START

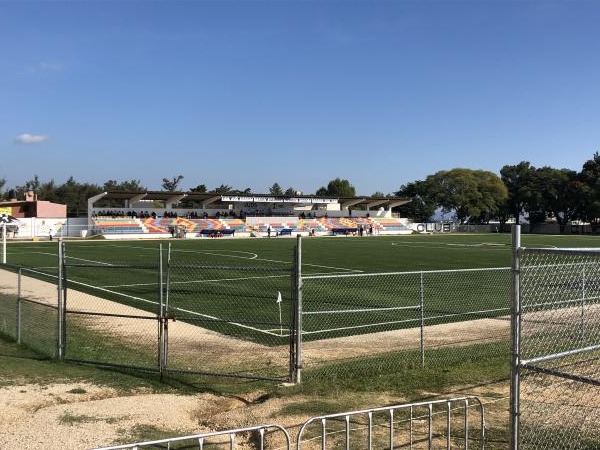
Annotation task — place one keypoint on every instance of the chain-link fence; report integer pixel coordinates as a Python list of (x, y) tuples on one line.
[(556, 349), (29, 309), (168, 311), (180, 313), (369, 315)]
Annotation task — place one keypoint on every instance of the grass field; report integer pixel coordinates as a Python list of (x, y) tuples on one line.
[(232, 285)]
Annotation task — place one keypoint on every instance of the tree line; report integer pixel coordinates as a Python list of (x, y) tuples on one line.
[(522, 191)]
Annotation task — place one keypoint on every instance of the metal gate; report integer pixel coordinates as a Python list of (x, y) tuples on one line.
[(170, 312), (555, 388)]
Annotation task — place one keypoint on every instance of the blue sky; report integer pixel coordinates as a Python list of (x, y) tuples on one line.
[(249, 93)]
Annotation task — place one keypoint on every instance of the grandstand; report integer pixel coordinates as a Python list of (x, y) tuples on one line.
[(158, 214)]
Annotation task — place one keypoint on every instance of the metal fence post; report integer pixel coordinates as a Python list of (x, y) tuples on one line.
[(60, 342), (19, 306), (298, 279), (422, 301), (161, 315), (515, 328)]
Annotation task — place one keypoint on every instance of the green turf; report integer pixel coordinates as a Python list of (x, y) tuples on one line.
[(231, 285)]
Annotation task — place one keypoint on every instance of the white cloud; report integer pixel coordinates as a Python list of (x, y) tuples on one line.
[(28, 139)]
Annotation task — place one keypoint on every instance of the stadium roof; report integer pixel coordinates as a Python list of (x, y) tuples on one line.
[(208, 198)]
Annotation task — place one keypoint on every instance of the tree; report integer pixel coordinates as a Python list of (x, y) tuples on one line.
[(337, 188), (558, 188), (276, 190), (75, 196), (171, 185), (422, 206), (590, 192), (474, 196), (519, 183)]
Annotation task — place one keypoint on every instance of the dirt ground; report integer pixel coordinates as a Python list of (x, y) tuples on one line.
[(82, 416)]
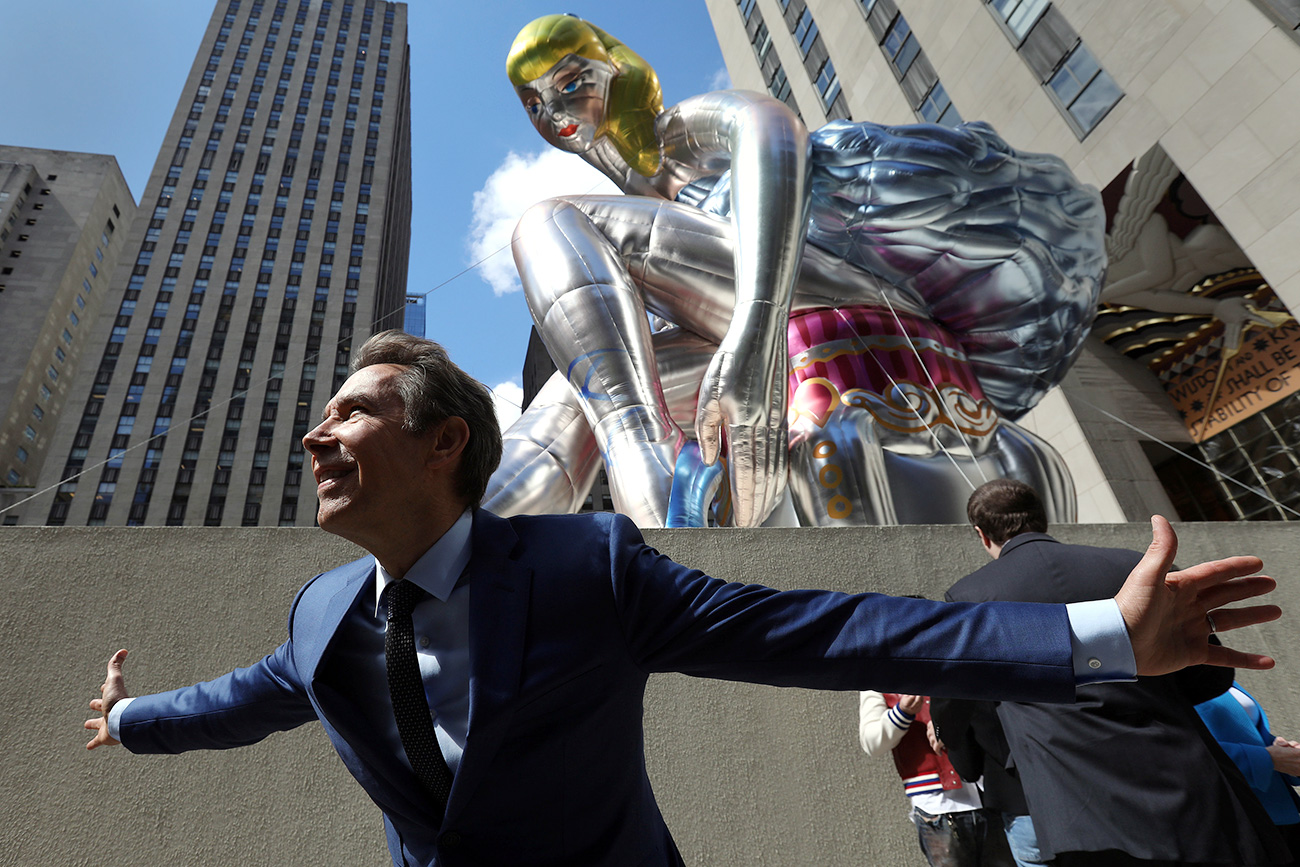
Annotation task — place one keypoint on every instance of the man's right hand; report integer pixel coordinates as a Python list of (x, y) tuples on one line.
[(911, 705), (112, 690)]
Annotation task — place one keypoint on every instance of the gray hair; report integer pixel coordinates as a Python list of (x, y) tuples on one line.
[(433, 389)]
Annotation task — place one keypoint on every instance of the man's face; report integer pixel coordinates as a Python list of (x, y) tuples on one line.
[(368, 469)]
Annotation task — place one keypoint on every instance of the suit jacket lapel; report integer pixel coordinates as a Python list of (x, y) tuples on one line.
[(381, 774), (498, 614)]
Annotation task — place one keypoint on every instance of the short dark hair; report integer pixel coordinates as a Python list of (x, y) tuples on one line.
[(433, 389), (1005, 507)]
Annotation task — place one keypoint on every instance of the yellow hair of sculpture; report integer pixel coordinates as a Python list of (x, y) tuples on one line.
[(636, 99)]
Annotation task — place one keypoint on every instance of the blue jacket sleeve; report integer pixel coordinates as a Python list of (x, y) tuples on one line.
[(234, 710), (679, 619)]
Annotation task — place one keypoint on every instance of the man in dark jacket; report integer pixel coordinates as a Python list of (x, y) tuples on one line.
[(1126, 775)]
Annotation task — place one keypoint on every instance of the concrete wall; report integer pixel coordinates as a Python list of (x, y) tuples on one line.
[(746, 775)]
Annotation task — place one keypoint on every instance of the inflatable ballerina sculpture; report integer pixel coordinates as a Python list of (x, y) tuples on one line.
[(859, 311)]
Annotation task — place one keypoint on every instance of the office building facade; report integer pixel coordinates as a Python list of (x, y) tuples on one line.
[(1183, 116), (272, 239), (64, 219)]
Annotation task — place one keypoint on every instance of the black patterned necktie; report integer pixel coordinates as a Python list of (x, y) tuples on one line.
[(406, 686)]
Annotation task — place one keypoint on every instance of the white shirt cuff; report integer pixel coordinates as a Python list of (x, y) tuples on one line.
[(1099, 638), (115, 716)]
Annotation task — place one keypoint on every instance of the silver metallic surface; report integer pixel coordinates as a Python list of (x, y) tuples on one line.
[(1001, 248)]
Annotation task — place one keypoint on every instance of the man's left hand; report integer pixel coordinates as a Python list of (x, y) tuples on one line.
[(1166, 611)]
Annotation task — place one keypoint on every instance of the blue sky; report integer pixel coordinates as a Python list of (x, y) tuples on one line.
[(104, 78)]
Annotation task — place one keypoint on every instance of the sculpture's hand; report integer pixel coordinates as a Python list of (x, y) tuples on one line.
[(742, 402), (1236, 313), (112, 690)]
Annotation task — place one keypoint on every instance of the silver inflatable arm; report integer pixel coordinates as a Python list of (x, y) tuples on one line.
[(742, 394)]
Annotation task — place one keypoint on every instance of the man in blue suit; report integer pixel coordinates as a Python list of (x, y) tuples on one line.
[(533, 638)]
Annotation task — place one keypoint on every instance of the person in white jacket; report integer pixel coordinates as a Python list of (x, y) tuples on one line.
[(952, 826)]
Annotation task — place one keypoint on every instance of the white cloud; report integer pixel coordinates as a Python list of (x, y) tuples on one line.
[(519, 182), (507, 398)]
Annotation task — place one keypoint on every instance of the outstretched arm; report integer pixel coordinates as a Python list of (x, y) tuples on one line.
[(1170, 615), (112, 690)]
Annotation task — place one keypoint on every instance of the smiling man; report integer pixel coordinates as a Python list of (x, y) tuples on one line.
[(482, 677)]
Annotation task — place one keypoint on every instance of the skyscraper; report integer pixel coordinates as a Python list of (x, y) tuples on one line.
[(273, 233), (63, 228), (414, 320)]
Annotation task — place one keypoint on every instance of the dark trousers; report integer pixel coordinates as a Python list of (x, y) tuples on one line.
[(1116, 858), (967, 839)]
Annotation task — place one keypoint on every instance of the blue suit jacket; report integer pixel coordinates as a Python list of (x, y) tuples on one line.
[(568, 618), (1247, 744)]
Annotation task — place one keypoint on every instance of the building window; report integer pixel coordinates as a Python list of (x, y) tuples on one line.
[(1285, 13), (1052, 50), (1084, 89), (828, 85), (937, 108), (805, 33), (901, 46), (1019, 16)]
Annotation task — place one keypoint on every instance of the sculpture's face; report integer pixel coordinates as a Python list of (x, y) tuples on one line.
[(567, 103)]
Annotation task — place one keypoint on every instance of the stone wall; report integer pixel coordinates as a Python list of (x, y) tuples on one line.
[(745, 775)]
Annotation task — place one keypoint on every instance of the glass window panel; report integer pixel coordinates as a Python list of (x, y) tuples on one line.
[(1025, 16), (906, 55), (1065, 85), (1095, 100), (896, 37)]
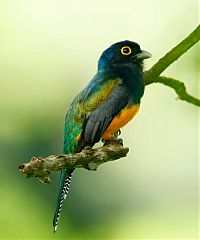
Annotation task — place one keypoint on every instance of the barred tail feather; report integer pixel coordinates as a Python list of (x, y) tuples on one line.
[(65, 180)]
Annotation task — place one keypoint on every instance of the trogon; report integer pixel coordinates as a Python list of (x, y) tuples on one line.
[(109, 101)]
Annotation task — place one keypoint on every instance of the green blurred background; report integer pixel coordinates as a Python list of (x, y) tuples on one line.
[(48, 52)]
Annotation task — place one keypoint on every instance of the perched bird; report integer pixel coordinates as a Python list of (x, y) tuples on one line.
[(109, 101)]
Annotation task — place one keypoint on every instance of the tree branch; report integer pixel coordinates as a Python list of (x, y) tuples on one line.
[(89, 159), (179, 88), (171, 56)]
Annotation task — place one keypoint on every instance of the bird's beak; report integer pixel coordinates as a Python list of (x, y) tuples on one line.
[(143, 55)]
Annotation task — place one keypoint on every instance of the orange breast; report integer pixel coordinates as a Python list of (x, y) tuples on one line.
[(121, 120)]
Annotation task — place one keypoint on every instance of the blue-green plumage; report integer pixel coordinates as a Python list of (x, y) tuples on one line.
[(97, 111)]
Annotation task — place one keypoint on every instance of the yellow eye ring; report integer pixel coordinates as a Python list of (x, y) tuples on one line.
[(126, 50)]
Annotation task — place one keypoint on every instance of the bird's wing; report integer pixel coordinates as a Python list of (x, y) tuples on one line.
[(97, 121)]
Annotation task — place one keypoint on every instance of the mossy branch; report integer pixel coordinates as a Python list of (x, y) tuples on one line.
[(153, 74), (91, 158)]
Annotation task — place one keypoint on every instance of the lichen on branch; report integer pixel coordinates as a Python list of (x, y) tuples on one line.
[(89, 159)]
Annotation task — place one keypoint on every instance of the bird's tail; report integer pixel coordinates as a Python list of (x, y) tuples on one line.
[(65, 180)]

END

> _Written exercise_
Starting at the line that has "of the lichen" and ending after the line that has "[(89, 159)]", lay out that data as a two-column CSV with the headers instruction and points. Put each instruction and its answer in one row, with every field in quotation marks and any line breaks replaced by spaces.

> _Solution to this problem_
instruction,points
"Annotation task — place one keypoint on every instance of the lichen on branch; report integer pixel coordinates as a Python list of (x, y) tuples on one line.","[(89, 159)]"